→ **Raw data**:

# # #

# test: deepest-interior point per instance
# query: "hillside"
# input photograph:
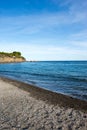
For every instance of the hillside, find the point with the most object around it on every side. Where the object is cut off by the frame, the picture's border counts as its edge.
(11, 57)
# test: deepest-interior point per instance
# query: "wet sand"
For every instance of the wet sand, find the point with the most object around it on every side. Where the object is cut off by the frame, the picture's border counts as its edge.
(27, 107)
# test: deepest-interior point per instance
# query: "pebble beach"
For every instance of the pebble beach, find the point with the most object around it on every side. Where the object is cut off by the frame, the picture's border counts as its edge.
(20, 109)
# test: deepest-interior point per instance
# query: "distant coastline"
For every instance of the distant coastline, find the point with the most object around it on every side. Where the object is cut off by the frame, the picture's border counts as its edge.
(11, 57)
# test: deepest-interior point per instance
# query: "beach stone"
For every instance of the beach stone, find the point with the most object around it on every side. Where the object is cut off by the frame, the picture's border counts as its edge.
(21, 111)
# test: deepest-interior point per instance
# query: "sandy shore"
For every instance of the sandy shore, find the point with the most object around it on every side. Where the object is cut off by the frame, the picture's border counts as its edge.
(31, 108)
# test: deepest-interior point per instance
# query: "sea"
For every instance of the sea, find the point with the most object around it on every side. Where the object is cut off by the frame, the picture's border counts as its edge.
(65, 77)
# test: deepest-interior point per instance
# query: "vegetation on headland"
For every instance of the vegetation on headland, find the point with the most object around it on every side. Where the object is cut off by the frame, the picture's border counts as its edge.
(11, 57)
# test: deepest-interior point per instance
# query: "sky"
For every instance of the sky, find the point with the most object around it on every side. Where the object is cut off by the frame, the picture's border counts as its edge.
(44, 29)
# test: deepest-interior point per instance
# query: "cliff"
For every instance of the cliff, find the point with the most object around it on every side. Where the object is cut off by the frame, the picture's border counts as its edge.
(11, 57)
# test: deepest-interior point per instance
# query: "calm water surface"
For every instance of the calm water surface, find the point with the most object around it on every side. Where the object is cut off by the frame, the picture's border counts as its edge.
(67, 77)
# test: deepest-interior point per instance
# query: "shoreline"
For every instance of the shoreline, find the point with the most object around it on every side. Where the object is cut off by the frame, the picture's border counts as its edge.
(26, 107)
(49, 97)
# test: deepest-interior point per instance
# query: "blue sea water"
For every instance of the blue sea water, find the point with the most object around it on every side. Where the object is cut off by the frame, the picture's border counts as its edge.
(67, 77)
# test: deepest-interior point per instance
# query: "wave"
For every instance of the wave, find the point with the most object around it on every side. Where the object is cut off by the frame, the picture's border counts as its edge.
(55, 77)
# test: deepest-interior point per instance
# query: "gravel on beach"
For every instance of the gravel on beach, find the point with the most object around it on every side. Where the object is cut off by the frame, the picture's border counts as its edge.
(21, 111)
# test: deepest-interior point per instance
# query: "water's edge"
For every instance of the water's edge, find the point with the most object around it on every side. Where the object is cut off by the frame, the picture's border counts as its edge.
(49, 96)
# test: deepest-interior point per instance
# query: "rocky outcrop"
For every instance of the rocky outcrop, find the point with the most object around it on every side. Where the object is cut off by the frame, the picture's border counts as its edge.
(10, 57)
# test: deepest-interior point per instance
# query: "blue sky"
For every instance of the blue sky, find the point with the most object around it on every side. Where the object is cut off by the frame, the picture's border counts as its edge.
(44, 29)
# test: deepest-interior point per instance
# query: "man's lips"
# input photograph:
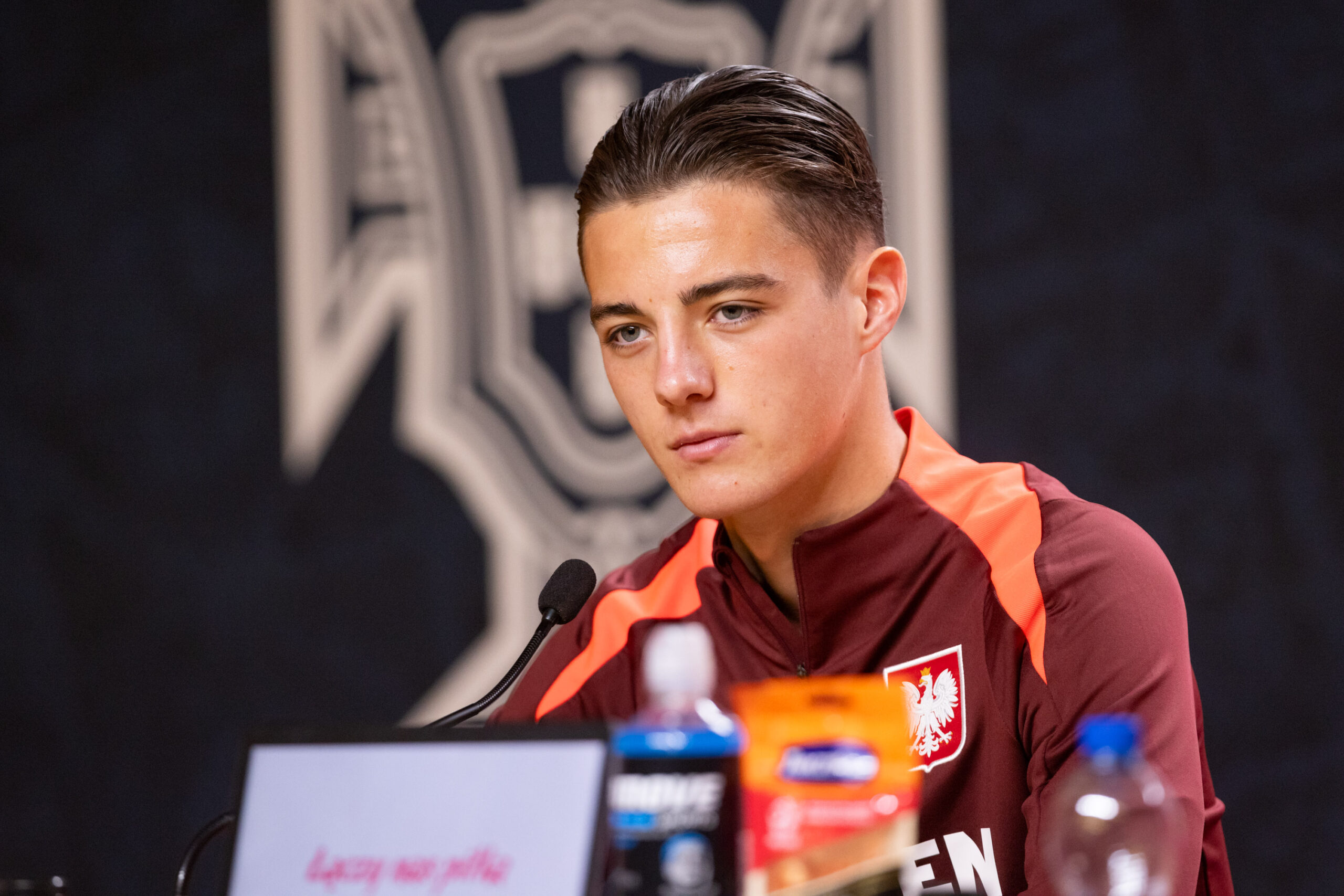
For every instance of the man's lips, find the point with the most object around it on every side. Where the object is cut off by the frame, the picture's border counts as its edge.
(705, 445)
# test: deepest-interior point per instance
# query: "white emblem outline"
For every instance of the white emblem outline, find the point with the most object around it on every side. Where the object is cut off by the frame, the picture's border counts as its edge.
(961, 690)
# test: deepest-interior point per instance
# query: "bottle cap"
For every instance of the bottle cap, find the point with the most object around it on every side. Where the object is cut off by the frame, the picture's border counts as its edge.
(1115, 735)
(679, 661)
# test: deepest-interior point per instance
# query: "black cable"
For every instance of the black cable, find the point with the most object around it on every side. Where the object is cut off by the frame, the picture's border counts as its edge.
(549, 621)
(198, 842)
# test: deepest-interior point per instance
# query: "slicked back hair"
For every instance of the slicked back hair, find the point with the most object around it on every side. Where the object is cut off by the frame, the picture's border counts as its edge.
(747, 125)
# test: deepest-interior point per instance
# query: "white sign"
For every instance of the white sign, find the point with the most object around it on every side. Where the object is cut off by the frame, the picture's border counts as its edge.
(418, 818)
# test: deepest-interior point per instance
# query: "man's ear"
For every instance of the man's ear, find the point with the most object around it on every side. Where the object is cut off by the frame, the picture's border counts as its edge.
(882, 280)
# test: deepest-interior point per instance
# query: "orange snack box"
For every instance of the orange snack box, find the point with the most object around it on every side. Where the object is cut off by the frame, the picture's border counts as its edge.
(830, 800)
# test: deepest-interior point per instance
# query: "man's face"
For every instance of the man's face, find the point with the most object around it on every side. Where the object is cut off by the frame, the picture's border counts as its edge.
(733, 362)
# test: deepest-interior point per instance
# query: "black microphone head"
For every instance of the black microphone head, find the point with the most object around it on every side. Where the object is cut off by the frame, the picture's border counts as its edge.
(568, 590)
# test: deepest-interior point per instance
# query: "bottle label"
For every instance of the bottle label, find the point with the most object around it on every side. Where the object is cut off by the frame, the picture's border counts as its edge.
(674, 827)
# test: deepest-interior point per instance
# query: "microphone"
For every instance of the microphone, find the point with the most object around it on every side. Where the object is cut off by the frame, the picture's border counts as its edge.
(562, 598)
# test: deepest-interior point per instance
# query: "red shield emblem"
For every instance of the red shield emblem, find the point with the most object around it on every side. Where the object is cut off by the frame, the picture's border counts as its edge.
(936, 704)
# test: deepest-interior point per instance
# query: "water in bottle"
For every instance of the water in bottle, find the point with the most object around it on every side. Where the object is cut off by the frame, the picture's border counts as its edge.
(675, 805)
(1109, 828)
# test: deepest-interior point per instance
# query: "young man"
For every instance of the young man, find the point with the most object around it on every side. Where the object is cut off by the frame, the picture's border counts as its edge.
(731, 236)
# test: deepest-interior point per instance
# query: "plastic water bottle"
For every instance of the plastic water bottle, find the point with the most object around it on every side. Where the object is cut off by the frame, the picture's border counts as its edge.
(1110, 824)
(675, 805)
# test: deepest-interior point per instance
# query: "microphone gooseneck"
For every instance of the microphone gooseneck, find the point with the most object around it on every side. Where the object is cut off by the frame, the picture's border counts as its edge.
(562, 598)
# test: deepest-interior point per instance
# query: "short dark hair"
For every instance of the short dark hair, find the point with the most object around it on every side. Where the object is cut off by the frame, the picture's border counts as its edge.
(747, 124)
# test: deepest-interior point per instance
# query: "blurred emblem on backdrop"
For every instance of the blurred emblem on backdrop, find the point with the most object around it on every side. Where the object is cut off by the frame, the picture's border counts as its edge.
(428, 190)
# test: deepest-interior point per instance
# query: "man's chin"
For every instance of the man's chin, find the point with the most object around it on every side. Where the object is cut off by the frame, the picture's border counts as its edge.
(719, 498)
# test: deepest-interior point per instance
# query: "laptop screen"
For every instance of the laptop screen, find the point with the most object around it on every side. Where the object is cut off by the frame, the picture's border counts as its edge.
(420, 818)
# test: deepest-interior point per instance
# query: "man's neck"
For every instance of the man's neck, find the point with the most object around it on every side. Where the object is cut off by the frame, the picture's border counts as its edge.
(860, 471)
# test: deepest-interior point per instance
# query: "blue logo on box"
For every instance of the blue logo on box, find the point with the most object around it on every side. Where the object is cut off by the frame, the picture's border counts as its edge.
(835, 762)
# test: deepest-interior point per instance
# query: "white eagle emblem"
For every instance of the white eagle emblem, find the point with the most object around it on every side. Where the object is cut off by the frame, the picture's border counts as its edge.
(930, 711)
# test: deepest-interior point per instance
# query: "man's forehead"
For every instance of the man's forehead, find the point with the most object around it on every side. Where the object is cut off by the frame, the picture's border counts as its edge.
(692, 236)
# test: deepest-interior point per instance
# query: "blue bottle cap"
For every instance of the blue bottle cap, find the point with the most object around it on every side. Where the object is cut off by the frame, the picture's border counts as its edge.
(1116, 735)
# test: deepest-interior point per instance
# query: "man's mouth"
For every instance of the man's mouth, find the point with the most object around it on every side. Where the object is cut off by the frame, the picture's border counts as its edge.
(705, 445)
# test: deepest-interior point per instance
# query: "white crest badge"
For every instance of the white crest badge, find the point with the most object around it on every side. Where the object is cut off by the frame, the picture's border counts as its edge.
(414, 196)
(936, 705)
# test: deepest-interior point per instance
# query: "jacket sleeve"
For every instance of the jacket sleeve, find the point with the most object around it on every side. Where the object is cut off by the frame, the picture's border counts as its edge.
(1116, 641)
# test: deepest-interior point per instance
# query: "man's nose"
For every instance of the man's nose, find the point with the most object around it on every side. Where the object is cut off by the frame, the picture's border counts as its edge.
(685, 373)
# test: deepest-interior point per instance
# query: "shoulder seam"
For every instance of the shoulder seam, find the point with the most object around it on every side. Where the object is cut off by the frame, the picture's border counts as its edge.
(998, 510)
(671, 594)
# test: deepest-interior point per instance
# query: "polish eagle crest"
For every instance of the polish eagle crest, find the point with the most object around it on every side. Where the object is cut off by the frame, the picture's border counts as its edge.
(930, 711)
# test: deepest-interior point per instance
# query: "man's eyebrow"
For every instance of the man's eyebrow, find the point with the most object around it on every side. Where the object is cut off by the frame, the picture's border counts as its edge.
(737, 281)
(616, 309)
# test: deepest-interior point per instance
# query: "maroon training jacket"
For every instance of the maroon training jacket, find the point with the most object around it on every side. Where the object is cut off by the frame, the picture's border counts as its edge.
(1041, 606)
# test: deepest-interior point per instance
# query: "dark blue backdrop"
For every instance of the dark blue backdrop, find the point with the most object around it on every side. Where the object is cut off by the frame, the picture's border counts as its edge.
(1150, 261)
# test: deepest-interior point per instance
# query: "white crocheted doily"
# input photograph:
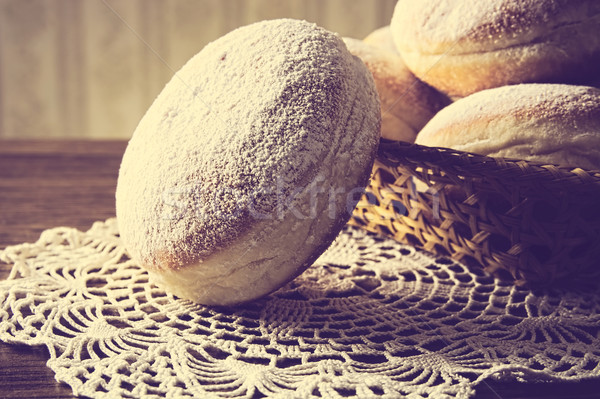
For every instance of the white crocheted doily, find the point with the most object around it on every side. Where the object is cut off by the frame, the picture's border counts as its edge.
(371, 318)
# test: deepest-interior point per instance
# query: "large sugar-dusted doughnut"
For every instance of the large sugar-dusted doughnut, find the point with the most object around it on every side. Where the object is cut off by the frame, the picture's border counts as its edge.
(249, 162)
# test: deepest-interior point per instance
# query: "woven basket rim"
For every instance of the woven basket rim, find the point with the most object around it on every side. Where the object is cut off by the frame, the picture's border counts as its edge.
(537, 221)
(395, 153)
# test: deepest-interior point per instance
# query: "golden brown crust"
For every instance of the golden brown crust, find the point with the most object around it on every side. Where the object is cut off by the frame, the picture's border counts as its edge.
(549, 123)
(461, 47)
(407, 103)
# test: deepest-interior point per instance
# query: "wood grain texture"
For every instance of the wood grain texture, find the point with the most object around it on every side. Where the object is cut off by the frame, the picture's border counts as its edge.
(44, 184)
(91, 68)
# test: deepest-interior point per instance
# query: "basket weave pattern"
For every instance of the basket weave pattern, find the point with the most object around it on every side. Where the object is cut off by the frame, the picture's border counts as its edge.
(539, 223)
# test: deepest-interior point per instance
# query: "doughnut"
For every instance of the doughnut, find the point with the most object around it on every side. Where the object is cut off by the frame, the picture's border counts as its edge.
(382, 38)
(248, 163)
(407, 104)
(463, 46)
(547, 123)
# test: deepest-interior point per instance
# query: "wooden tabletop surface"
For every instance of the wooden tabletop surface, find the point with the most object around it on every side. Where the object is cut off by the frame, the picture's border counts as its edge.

# # #

→ **Exercise objective**:
Pull out each line of the listing above that contains the string "grain", matching uppercase and lowercase exactly.

→ **The solution**:
# query: "wood grain texture"
For every instance of the wood grain texture, find the point with the most object around it on every side. Where the object is cut off by the frame, the picture's border counts as its edge.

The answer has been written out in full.